[begin Stored rows]

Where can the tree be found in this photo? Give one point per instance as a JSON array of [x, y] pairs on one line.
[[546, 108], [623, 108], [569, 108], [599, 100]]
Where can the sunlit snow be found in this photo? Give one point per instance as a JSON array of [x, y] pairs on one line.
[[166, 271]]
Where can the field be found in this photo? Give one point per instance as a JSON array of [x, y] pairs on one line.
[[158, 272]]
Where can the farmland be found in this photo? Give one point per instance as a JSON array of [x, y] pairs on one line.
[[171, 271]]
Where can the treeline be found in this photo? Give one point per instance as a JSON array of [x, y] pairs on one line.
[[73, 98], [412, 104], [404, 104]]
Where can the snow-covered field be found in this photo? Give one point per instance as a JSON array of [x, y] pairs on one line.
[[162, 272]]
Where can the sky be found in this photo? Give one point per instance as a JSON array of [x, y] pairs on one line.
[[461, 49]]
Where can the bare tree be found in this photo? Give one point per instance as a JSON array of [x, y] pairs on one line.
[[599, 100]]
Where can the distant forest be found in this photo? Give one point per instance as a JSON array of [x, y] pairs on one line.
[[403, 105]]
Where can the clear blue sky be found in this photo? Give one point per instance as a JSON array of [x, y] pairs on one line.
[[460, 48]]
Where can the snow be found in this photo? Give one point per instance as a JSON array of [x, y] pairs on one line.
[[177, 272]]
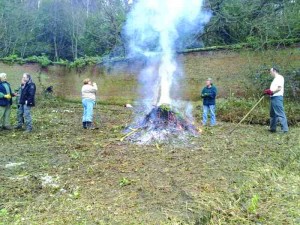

[end Stored rows]

■ The task
Arrange the records as a two-column CSV with the columns text and answer, starting with the line that contains "Where can the field" and going on through the line that contains "[[403, 105]]", with one row per record. Put each value in its own quoted field and turn any line breaks into spaces.

■ Full response
text,answer
"Where can the field be found in this photo? Give one point per instance as a JSON array of [x, y] pairs on one line.","[[158, 272]]"
"Where can the farmland be found in this photo? Give one point per instance as a JSON array of [x, y] pairs on one line.","[[171, 271]]"
"Where can the treeline be found in this photo? Give one point per instance as a JSON array of [x, y] pairs on one line.","[[73, 98], [412, 104], [404, 104]]"
"Where can the snow-covered field be found in this photo? Give one point per instance as a JSON array of [x, y] pairs on one line.","[[162, 272]]"
"Where can the sky be found in this photo? Give one point per instance as a JSON array of [x, y] pairs on one line.","[[461, 49]]"
"Where can the bare tree be found in this photo? Give one point per instance as a JSON array of [x, y] pairs on one line.","[[599, 100]]"
"Where can the distant forest be found in this photo? Give one point per instance as a JSON array of [x, y] pairs on one line.","[[403, 105]]"